The records that follow must be repeated exactly as they stand.

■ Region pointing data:
::::::
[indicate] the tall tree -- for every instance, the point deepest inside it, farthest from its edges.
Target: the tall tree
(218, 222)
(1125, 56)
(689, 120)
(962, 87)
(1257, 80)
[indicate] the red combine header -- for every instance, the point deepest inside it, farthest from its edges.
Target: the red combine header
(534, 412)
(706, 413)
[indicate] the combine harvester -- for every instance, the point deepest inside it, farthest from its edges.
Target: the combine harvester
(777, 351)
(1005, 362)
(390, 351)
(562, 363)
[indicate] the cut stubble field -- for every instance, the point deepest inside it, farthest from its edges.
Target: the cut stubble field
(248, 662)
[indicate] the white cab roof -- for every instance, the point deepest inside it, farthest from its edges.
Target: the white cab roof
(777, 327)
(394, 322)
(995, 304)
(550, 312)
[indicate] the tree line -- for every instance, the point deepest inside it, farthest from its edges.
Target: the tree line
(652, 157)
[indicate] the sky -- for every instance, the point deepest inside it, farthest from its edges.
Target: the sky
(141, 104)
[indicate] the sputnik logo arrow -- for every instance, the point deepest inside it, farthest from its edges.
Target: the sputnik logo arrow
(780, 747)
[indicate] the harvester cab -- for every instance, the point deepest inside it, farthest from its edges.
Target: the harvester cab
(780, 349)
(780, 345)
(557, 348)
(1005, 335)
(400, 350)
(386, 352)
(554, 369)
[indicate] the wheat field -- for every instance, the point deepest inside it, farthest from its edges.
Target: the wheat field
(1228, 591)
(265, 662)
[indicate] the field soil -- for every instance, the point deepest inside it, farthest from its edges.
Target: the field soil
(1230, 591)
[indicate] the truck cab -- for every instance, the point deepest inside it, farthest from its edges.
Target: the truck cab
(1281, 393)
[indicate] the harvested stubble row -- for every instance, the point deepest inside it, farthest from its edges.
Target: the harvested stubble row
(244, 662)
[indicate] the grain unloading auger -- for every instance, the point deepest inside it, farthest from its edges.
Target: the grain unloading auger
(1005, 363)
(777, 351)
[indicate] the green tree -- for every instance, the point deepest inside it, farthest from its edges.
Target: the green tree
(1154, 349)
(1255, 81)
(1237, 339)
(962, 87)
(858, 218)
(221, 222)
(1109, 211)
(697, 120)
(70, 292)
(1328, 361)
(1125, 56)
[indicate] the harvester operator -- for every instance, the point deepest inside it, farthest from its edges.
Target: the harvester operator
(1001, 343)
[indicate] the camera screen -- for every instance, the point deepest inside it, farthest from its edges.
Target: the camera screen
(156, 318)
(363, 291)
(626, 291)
::::::
■ Reply:
[indicate] the tall tree -- for every instance, the point deepest inside it, farthest from its edges.
Target: the tall tree
(218, 222)
(1125, 56)
(689, 120)
(962, 87)
(1257, 80)
[indicate] the red combine header -- for every instance, the point deepest inside it, farthest from its edges.
Target: the red combine header
(534, 412)
(706, 413)
[indicate] the combine harvester -- for every instance, the point deepest inside it, farthest from its edges.
Target: the combine harvester
(777, 351)
(1005, 362)
(390, 351)
(562, 363)
[indicate] the cut stubble field -- for every instance, the point deepest inside it, farthest from its edges.
Target: the cut stubble field
(248, 662)
[indicate] the white cab roof -- for every instance, the point deepest inside it, farthest from its edges.
Target: the white cab roof
(777, 327)
(394, 322)
(995, 304)
(550, 312)
[indicate] the tree line -- for every instance, the point deepest inside it, farthest from its edges.
Target: the tree line
(652, 157)
[indicate] the sky -- for every instance, the point deepest inside it, farthest from its edges.
Target: the sky
(141, 104)
[indicate] the sputnik logo arrow -- for every instance, the point deepest inside it, farthest from its edges.
Target: the sputnik logo arrow
(780, 747)
[indicate] the harvester cab -- for every instance, the point deepest inside it, farthest from its edges.
Target: the harvester cab
(780, 349)
(780, 345)
(557, 348)
(1005, 335)
(400, 350)
(386, 352)
(554, 369)
[indicate] the wheat field -- for every instance, the point deepest inside it, farthest from its edges.
Target: the wheat field
(1228, 591)
(265, 662)
[indicate] the field soil -- for every instance, the point deepest inside it, farthest from its edges.
Target: the field soil
(1230, 591)
[indicate] the truck cab -- for every instance, the point deepest inside it, farthest from its edges.
Target: the truck cab
(1281, 393)
[indicate] the harvested stubble row -- for every instance, the point deepest inside it, farthest from its edges.
Target: the harvested stubble row
(244, 662)
[indicate] the grain unloading auger -- for every instance, the point deepest inside it, farthest from its edges.
Target: the grain unloading auger
(1005, 363)
(777, 351)
[indicate] the green tree -- for every instance, the point deepest inside it, farthest from its edges.
Target: the green tree
(1154, 349)
(1255, 81)
(1237, 339)
(962, 87)
(858, 218)
(221, 222)
(1109, 211)
(697, 120)
(70, 292)
(1328, 361)
(1125, 56)
[indicate] the harvester operator -- for every instance, the point deepest inside it, farthest from its edges.
Target: the harvester operator
(1001, 343)
[indicate] the camera screen -- for every instance, the point deepest inside it, farthest from its edges.
Target: the camera screen
(156, 318)
(363, 291)
(626, 291)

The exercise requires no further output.